**STUDY TEXT:**
________________
CHICAGO -- This is a story about home runs in relation to Minnesota's 6-2 victory over the White Sox on Friday night at U.S. Cellular Field and the South Siders' struggles over the past week.
The Twins hit three homers, with two coming from Trevor Plouffe and one from Eduardo Escobar, trumping Adam Eaton's two-run shot that momentarily gave the White Sox a one-run lead in the fifth. All three of Minnesota's long balls were of the solo variety, meaning 12 of the last 13 home runs allowed by the White Sox since last Sunday in Kansas City have been solo shots.
Usually solo blasts can be worked around. It's the walks and hits before them that can take a team down. But with the White Sox having lost three of their last five games, this solo barrage clearly has had an effect.
"We've been giving up the solos that if you have a lead, a big lead, those don't' bother you that much," White Sox manager Robin Ventura said. "When we're tied and they're close, those come back to bite you. The execution of putting it where you want to has to be better.
"If you miss it, these guys can swing the bat and they can hit homers. If you're going inside, you have to keep it inside. If you're going outside, you have to keep it out there. And we haven't been able to do that very much lately."
Nate Jones, who looks healthy and has had good life on his pitches since returning from rehab work following more than a year absence because of back and Tommy John surgery, also has allowed four homers over 14 2/3 innings. Plouffe got to him for what turned out to be the game-winner with one out in the eighth.
Eaton's estimated 412-foot blast, with an exit velocity of 104 mph per Statcast™ gave him 13 homers for the season. He entered the season with six for his career. It's a solid increase for the White Sox leadoff man, who joked that he's taking advantage of the wind blowing out in a small home ballpark.
Maybe he should share that described stroke of luck with some of the other power hitters on the White Sox roster. Only Jose Abreu has more homers than Eaton, and while the White Sox can't solely rely on clearing the fences, they need more than the 118 they have produced to date.
"No offense to those guys, but I don't hit too many of them," said Eaton. "At the same time, this has been kind of a rough season for a lot of guys. It has been the story of the season, inconsistency here and there."
"You're happy for him, but I would like some other guys to hit more than him though," said Ventura. "This ballpark as we can see, you can get some homers here. We have to improve on that."
________________
**DATA FOR REVIEW:**
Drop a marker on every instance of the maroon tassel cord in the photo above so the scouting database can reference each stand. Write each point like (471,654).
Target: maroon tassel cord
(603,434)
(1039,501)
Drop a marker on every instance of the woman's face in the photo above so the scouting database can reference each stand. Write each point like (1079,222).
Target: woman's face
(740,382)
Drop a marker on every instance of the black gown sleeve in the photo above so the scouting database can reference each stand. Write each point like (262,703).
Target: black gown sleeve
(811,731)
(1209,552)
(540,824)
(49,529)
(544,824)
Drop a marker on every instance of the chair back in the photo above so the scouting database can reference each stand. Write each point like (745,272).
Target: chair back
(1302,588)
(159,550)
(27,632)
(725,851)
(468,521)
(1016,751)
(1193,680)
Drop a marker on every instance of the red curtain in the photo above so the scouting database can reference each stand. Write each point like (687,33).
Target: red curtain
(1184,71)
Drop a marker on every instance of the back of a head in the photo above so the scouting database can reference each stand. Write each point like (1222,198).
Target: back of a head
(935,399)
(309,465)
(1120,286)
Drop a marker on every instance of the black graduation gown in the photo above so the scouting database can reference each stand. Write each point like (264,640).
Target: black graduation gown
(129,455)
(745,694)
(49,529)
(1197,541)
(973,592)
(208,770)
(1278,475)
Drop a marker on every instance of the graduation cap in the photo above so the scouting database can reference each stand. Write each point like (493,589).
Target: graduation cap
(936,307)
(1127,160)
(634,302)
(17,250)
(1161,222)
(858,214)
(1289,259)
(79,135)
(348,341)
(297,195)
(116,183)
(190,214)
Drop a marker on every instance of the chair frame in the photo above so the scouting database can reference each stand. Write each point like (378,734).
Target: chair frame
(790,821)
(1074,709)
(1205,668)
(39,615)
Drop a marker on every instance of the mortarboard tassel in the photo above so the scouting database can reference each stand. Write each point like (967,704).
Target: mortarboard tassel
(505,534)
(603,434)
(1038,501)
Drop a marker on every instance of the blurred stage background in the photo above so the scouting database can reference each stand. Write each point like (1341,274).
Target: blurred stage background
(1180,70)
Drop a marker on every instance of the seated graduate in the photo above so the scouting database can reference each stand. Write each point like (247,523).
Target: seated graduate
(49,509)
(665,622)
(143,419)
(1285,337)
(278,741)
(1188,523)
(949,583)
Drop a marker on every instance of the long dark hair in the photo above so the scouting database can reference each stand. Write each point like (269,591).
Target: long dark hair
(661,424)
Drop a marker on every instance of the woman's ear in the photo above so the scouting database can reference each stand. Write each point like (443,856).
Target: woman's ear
________________
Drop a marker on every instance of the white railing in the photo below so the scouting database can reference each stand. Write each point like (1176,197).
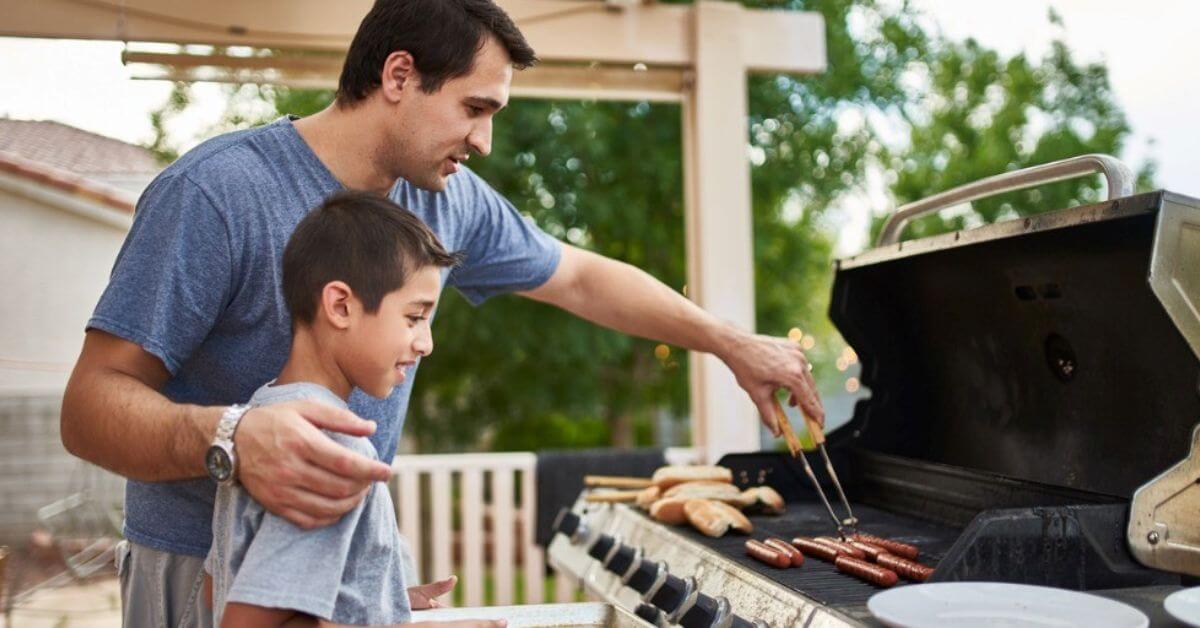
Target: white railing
________________
**TASK SET:**
1. Answer these questions from the White Sox article, marking each answer (a), (b) or (c):
(a) Which Twins players hit Minnesota's three home runs, and how many did each hit?
(b) How many career home runs did Adam Eaton have entering the season?
(c) How many home runs have the White Sox produced so far?
2. Turn the paragraph in the White Sox article that begins "Eaton's estimated 412-foot blast" into a short bulleted list that keeps its main facts.

**ANSWERS PER TASK:**
1.
(a) Trevor Plouffe hit two, and Eduardo Escobar hit one.
(b) Six.
(c) 118.

2.
- Eaton's home run traveled an estimated 412 feet, with an exit velocity of 104 mph per Statcast.
- It was his 13th home run of the season.
- He had six career home runs before this season.
- The White Sox leadoff man joked that he is taking advantage of the wind blowing out in a small home ballpark.